**What is needed**
Shift every bounding-box coordinate by adding 3 to it, and write out the records again with their requests included, starting with the first line of the records and going on through the line with "[979,443,1062,663]". Leave everything except the box coordinates unchanged.

**Supplied entries**
## begin

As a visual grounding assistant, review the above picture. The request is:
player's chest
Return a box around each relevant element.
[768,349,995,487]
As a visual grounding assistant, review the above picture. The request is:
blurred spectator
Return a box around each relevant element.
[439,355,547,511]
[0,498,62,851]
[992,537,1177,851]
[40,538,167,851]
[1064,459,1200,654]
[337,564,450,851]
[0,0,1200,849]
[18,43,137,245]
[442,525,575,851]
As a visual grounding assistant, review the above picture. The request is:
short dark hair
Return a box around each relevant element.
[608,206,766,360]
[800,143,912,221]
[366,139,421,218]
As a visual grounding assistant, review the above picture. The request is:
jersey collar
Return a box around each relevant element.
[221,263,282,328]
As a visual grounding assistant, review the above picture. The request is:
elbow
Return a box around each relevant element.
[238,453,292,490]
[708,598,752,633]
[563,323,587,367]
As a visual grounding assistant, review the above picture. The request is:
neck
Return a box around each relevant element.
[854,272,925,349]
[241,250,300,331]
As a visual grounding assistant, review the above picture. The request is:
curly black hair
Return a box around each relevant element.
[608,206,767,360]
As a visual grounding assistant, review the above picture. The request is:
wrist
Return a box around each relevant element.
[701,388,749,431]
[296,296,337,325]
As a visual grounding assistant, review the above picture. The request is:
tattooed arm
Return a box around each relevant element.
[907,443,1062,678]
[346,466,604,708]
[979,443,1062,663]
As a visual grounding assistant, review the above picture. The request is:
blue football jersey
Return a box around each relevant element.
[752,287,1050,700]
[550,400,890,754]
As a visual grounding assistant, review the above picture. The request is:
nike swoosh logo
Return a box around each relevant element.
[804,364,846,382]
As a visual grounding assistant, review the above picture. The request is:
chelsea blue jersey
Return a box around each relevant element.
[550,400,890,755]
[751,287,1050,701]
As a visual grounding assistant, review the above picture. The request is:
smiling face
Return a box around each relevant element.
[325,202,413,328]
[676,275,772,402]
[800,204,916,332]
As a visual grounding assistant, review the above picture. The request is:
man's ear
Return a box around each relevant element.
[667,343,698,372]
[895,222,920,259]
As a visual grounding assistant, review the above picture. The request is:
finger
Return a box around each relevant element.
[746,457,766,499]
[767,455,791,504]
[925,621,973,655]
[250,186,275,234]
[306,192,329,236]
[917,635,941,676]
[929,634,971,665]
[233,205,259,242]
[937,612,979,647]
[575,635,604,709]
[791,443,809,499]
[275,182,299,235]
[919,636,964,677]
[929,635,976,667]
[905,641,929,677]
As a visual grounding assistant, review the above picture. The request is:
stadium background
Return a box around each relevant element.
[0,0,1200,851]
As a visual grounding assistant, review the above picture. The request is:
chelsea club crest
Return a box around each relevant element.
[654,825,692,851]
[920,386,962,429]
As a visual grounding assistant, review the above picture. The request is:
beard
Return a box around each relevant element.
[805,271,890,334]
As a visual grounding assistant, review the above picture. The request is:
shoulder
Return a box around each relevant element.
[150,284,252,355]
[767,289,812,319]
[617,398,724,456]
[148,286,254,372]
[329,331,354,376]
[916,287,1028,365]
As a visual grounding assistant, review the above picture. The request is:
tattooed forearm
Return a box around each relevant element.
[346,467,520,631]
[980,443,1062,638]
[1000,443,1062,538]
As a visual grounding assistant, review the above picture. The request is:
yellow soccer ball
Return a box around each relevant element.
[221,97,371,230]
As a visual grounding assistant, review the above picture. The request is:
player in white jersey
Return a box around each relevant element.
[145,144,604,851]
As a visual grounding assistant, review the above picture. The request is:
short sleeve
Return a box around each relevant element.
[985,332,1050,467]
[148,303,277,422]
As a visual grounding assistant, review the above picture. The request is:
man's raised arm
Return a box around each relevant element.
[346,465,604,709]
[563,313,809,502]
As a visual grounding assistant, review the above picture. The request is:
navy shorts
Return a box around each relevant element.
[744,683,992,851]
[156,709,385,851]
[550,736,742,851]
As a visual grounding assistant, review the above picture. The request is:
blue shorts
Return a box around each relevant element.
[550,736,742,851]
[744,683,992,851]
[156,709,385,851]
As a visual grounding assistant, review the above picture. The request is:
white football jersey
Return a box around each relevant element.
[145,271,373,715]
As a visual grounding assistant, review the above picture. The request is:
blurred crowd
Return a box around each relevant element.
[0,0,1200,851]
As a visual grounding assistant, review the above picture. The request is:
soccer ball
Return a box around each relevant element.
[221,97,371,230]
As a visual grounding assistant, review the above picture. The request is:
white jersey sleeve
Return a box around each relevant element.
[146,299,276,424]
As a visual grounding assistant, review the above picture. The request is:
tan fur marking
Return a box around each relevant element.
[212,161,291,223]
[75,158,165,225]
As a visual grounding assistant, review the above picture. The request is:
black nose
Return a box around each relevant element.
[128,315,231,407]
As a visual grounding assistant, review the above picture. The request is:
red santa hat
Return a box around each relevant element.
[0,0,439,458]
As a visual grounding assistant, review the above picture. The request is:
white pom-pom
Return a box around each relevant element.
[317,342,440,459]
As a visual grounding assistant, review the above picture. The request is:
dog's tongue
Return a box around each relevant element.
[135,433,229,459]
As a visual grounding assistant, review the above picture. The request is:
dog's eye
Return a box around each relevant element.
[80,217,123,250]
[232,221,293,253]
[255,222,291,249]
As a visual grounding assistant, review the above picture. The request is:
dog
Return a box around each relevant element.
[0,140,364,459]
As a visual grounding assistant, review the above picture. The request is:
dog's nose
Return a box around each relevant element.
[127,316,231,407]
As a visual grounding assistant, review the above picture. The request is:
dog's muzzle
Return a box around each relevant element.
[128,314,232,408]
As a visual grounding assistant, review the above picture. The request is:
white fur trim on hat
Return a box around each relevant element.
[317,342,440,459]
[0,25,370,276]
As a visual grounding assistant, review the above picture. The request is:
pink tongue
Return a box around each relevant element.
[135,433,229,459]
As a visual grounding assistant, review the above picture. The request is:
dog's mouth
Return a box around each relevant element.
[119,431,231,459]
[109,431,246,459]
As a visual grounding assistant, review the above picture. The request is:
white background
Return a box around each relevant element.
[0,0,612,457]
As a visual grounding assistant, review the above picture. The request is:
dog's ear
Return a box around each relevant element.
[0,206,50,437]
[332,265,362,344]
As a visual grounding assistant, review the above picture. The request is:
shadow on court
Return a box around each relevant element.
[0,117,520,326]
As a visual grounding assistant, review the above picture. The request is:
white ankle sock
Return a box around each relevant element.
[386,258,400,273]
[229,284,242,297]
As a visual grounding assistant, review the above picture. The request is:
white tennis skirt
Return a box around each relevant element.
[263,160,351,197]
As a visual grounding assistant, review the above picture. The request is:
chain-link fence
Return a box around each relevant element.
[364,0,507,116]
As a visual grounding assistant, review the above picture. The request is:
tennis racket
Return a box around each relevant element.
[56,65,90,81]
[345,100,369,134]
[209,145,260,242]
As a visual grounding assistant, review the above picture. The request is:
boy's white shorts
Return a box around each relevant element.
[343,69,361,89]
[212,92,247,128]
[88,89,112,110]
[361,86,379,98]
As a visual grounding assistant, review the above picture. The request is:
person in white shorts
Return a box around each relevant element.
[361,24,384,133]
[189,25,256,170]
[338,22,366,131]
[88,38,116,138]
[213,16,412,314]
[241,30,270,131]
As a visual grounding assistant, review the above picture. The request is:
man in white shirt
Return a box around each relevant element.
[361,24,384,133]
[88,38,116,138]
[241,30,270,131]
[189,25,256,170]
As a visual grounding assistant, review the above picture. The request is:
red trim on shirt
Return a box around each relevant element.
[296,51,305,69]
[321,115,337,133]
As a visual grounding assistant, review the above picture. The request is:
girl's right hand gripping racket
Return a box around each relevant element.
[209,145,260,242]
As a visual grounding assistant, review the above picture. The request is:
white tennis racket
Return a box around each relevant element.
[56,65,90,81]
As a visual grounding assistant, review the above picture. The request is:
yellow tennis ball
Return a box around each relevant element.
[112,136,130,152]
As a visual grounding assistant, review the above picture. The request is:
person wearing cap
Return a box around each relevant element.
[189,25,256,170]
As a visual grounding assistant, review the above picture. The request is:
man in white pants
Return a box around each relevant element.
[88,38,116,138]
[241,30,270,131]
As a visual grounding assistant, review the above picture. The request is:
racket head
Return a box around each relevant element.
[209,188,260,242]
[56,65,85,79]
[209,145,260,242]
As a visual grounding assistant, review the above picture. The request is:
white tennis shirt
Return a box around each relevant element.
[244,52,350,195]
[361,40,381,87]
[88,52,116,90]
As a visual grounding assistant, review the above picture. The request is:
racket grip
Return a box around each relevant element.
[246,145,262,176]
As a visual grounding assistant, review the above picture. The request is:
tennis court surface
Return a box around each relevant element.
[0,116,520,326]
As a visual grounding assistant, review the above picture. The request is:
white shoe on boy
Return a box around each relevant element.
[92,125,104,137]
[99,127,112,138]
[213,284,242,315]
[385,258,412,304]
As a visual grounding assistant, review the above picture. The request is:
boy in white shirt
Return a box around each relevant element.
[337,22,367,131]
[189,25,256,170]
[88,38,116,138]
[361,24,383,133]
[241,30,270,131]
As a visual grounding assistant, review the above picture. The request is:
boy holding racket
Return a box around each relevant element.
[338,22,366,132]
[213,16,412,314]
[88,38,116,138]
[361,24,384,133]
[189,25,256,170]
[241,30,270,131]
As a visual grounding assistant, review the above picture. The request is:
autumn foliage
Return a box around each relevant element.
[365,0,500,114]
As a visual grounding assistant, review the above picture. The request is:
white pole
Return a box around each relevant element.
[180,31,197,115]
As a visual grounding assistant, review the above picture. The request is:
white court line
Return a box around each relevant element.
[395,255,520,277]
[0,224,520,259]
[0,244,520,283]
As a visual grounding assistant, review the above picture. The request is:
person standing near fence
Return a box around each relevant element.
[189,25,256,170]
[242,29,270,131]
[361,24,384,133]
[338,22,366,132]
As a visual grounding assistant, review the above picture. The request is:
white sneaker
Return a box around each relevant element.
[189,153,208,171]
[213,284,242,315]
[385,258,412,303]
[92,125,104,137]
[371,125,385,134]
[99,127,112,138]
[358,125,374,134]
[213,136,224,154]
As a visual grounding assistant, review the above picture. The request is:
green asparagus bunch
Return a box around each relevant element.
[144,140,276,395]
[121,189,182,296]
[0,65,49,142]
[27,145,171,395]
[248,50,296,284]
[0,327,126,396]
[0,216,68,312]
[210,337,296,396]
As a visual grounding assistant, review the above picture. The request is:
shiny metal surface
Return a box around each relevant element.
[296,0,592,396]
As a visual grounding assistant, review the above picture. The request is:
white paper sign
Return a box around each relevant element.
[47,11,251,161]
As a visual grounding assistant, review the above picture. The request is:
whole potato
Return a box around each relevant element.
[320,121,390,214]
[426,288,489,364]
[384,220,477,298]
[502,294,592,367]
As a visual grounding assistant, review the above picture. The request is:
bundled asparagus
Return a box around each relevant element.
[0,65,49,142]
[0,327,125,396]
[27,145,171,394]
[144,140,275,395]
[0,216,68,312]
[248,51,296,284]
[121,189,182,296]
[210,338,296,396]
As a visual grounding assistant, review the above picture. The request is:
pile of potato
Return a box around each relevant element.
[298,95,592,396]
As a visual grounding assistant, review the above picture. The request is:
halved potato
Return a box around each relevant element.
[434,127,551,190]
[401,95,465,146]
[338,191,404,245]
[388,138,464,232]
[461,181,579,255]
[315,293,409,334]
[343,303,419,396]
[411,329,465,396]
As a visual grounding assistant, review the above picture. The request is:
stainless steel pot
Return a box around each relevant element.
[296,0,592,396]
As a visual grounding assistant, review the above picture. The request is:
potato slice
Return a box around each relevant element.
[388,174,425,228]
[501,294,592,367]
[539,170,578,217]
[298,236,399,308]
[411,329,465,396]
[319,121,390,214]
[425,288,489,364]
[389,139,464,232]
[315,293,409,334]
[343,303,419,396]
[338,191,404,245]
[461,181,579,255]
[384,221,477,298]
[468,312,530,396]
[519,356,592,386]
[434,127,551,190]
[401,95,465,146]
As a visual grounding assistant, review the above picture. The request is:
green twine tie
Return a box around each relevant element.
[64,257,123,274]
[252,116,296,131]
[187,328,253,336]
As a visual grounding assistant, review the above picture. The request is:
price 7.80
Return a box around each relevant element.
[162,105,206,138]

## end

**Correct answer**
As a visual grounding assistant, review the above picture. The request is:
player's chest
Return a box around each relevant element.
[771,352,998,490]
As a visual grounding assistant, review the above picture. The request is:
blurred spectator
Return a box around each relevant element.
[442,358,550,514]
[3,501,65,854]
[995,540,1180,854]
[43,541,170,854]
[1067,462,1203,657]
[340,567,453,854]
[3,3,1203,852]
[21,46,140,248]
[445,528,578,854]
As a visual grounding assistant, review the above picture. The request is:
short dark hair
Return a box around each relevant element.
[611,209,769,363]
[803,146,915,224]
[369,142,424,221]
As a visual grounding assistant, review the above picture. The request is:
jersey collar
Return a box around each relevant element.
[224,266,285,331]
As a visual grounding assistant, review the above picture. The request is:
elbow
Return a box around each relevant element.
[241,456,295,493]
[711,601,755,636]
[566,326,590,370]
As a visual grounding assistant, review the above picture. The request is:
neck
Return a box around each relevant element.
[857,275,928,352]
[244,253,303,334]
As a visual grounding assistant, review the above picture. The request is:
curly black hair
Return a box around each relevant element.
[611,209,770,363]
As a visual grounding assistant, review the above picture. The request is:
wrist
Return a box around each relevant element.
[704,391,752,434]
[299,299,340,328]
As a visual grounding assistant, review the above picture. The request is:
tattooed arm
Return a box around each relevant element.
[910,446,1065,681]
[349,469,607,711]
[982,446,1065,666]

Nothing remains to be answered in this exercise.